WHAT IS NEEDED:
Could you lay out all of the records below as a numbered list, leaving out any blank lines?

SUPPLIED RECORDS:
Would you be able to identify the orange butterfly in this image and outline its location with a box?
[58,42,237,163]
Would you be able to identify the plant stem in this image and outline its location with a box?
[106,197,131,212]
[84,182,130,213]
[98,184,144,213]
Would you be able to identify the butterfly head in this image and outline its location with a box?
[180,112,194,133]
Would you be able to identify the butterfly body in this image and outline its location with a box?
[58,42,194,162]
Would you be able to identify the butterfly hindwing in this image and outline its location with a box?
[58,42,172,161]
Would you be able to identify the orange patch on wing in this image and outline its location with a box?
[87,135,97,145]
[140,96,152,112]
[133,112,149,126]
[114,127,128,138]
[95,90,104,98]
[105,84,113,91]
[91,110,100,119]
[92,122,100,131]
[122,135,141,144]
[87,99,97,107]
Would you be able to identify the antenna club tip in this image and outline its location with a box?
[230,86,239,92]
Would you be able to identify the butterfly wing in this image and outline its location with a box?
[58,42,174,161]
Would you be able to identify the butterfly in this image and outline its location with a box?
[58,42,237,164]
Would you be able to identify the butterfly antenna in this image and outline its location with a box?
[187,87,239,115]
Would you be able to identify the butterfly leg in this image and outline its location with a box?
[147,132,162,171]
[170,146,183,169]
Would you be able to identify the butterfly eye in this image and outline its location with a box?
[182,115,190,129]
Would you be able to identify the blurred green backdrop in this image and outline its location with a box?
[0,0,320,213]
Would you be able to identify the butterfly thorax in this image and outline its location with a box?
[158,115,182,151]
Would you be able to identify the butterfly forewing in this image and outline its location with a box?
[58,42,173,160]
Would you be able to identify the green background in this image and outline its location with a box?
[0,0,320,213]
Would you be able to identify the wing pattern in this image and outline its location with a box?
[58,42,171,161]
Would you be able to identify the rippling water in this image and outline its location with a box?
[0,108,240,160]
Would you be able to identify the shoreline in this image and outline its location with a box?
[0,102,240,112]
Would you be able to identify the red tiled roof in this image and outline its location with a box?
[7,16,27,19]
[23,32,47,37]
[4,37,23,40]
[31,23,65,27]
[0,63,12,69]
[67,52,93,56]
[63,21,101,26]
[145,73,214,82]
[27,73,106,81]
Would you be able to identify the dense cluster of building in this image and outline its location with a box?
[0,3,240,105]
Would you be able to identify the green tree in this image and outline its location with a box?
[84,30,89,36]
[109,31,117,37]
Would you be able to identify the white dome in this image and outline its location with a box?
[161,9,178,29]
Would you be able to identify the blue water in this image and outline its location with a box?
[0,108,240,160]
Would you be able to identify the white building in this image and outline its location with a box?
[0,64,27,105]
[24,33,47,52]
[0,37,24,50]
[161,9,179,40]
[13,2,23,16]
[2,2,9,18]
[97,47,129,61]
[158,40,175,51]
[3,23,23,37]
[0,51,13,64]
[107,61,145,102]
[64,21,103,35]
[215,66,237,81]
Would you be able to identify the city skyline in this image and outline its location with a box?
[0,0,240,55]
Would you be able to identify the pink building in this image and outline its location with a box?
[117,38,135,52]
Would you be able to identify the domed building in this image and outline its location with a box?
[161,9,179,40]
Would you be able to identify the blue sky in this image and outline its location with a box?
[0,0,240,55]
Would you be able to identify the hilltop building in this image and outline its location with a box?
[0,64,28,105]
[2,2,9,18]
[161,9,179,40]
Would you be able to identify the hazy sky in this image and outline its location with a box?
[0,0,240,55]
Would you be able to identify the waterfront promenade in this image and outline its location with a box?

SOLVED PROBLEM:
1. Would you be able to identify the orange butterfly in this image and outline its location with a box?
2. [58,42,237,163]
3. Would you be able to identify the plant stem in this image and outline its location with a box?
4. [106,197,131,212]
5. [84,182,130,213]
6. [98,184,144,213]
7. Would you be able to identify the butterfly head in this image and outline its location with a box?
8. [180,112,194,133]
9. Would you be able to identify the butterfly body in this image and outline its location with a box?
10. [58,42,194,162]
11. Would you be able to identify the butterfly hindwing in this image and outline its location with a box?
12. [58,42,172,161]
13. Would you be able to identify the orange patch on wing in this image and outline its location with a box?
14. [87,135,97,145]
15. [140,96,152,112]
16. [133,112,149,126]
17. [114,127,128,138]
18. [95,90,104,98]
19. [105,84,113,91]
20. [91,110,100,119]
21. [92,122,100,131]
22. [122,135,141,144]
23. [87,99,97,107]
24. Would you be able to identify the antenna club tip in this image and outline its location with a box?
25. [230,86,239,92]
26. Would you be able to identify the butterfly wing in this image and outline its location with a box?
27. [58,42,174,161]
28. Would you be able to identify the butterfly in this image and outline its location with a box?
29. [58,42,237,164]
30. Would you be able to identify the butterfly antenna in this image and outline its location with a box?
31. [187,87,239,115]
32. Would you be able to identify the butterfly leg in this image and outline its location with a box?
33. [147,132,162,171]
34. [170,146,183,169]
35. Would you be able to identify the butterfly eye in this image and outline its location with a box?
36. [182,115,190,129]
37. Would you be able to identify the blurred green backdrop in this image and outline its location with a box?
38. [0,0,320,213]
39. Would you be able to identify the butterfly thorax in this image and outline its location with a box?
40. [158,115,182,151]
41. Would you be able to identify the butterfly forewing in this image and outline its location with a box?
42. [58,42,173,160]
43. Would you be able to identify the green background in this image and outline its location with a box?
44. [0,0,320,213]
45. Would you be able to identify the wing pattern in this image and outline its location with a box?
46. [58,42,171,161]
47. Would you be able to identify the rippling water in this image and outline its location with a box?
48. [0,108,240,160]
49. Would you be able to identify the shoreline in this image and outline its location with a box?
50. [0,102,240,112]
51. Would you be able to identify the red tiled roof in this image and outline its location with a box?
52. [7,16,27,19]
53. [23,32,47,37]
54. [4,37,23,40]
55. [31,23,65,27]
56. [0,63,12,69]
57. [67,52,93,56]
58. [63,21,101,26]
59. [145,73,214,82]
60. [27,73,106,81]
61. Would you be able to identify the dense cluster of building in this image and outline its location with a box?
62. [0,3,240,105]
63. Would you be able to identify the green tree in this image and outline its location with a box?
64. [84,30,89,36]
65. [109,31,117,37]
66. Would you be able to identify the white dome in this image and outline its location with a box?
67. [161,9,178,29]
68. Would you be able to identify the blue water in this image and outline its location with a box?
69. [0,108,240,160]
70. Would you be able to identify the white building in this image and outline its location with a box?
71. [0,64,27,105]
72. [24,33,47,52]
73. [0,37,24,50]
74. [161,9,179,40]
75. [13,2,23,16]
76. [2,2,9,18]
77. [97,47,129,61]
78. [158,40,175,51]
79. [3,23,23,37]
80. [0,51,13,64]
81. [107,61,145,102]
82. [64,21,103,35]
83. [215,66,237,81]
84. Would you be able to identify the city skyline in this image and outline its location with a box?
85. [0,0,240,55]
86. Would you be able to identify the pink building in this image and outline its location with a box?
87. [117,38,135,52]
88. Would you be able to identify the domed building in this image and outline its location with a box?
89. [161,9,179,40]
90. Would you be able to identify the blue sky in this image and outline its location with a box?
91. [0,0,240,55]
92. Would you be able to identify the hilltop building in this image and outline its location with a box?
93. [0,64,28,105]
94. [2,2,9,18]
95. [161,9,179,40]
96. Would you be able to identify the hazy sky in this image and outline its location with a box?
97. [0,0,240,55]
98. Would you be able to identify the waterfront promenade in this image and outline its location with a box?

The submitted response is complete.